* [Source text]
Other great example of hillforts include what occurred in Scandinavia in the later 1st and earlier 2nd millennium, when in a not that connected to Celtic society, way, the Swedes, and Norwegians had hillfort style structures. Though castles soon replaced them after that. It has been said there are 1100 hillforts in Sweden alone, especially on the west coast, Norway has 400, and Denmark twenty six. Finland, also has some estimated to be about a hundred, of which Rapola Castle, is the largest and it seems to have been in use during the 13th and fifteenth centuries in defending against the Swedes, and Russia's Novgorodians, it was about half as long as Maiden Castle so is of a reasonable size. Some hillforts extend into Northern Russia. It seems, Finland has forts that were once by the sea, but as of uplift of the land after affects of the Ice Age, they are now further inland,
Sweden's hillforts were there during a period of mass migrations in Europe, and it has some large ones. The largest in Scandinavia, is Halleburg, it is highly atypical as of it's immense size. It is a table mountain, which is naturally fortified by the steep slopes of the side. Then added to this, there are 1800 metres of ramparts, on the parts which need these, of which the longest is 700 metres long. The area enclosed, mostly by natural cliffs encloses a ginormous area of 7 square miles, which is 1812 hectares, so a area 100 times the size of Maiden Castle. This of course is not a hillfort, more a refuge area, with a dyke protecting it. It was used again in the Swedish Danish wars of the fifteenth to seventeenth centuries, and a Russian war of the 18th Century, and was besieged for 7 years in a 1490s to fifteen ten conflict. A castle did end up being placed here, and it is reputed to be the site of Valhalla, where Odin dwelt. It is mainly from the 3rd Century.

* [Collected data]
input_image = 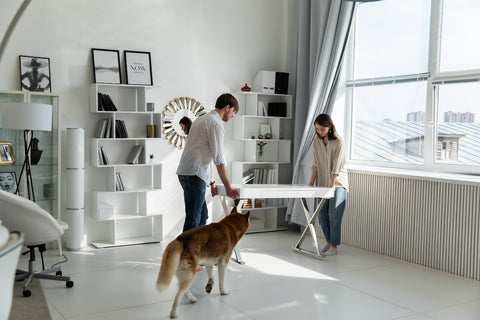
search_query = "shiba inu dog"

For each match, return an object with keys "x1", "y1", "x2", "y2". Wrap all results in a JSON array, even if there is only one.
[{"x1": 157, "y1": 207, "x2": 250, "y2": 318}]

* [The problem]
Answer from the text on Scandinavian hillforts:
1. How many hillforts does Norway have?
2. Which hillfort is the largest in Finland?
3. How long is the longest rampart at Halleburg?

* [Task response]
1. 400
2. Rapola Castle
3. 700 meters